*Task directions:*
Exclude the pictures, then repeat exactly each line from the one containing "Question: locate the sky" to the final line of the records that follow.

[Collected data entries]
-=-=-=-=-
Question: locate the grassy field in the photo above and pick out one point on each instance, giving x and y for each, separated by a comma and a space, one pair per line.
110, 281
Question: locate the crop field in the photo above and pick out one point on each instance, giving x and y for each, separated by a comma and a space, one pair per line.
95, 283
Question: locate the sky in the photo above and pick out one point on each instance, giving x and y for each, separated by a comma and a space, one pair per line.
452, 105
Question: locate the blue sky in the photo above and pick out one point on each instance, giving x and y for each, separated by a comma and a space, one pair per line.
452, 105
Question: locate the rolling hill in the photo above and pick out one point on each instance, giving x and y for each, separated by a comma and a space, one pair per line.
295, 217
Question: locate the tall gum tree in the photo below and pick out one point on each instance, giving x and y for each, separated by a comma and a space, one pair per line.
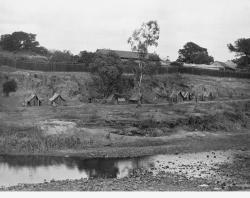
-=-=-=-=-
*Answer to this task:*
Question: locate the sky in the photo above and pick out one point on each instance, giving x and y for each, separated by a comma and a space, one pair per line.
452, 105
Question: locate the blue sky in the photo above and pick out one point on each instance, giving x and y for each, separated by a comma and a space, one pair per line.
452, 105
Question: locate the rolling hill in the photo above and pick out one point on each instance, giving x and y for each, separated by a comma and a space, one pair per line.
295, 217
Question: locate the tall gum tree in the photo below and pick out one point on each instance, giving x and y for each, separated by a comma and a space, one pair per line.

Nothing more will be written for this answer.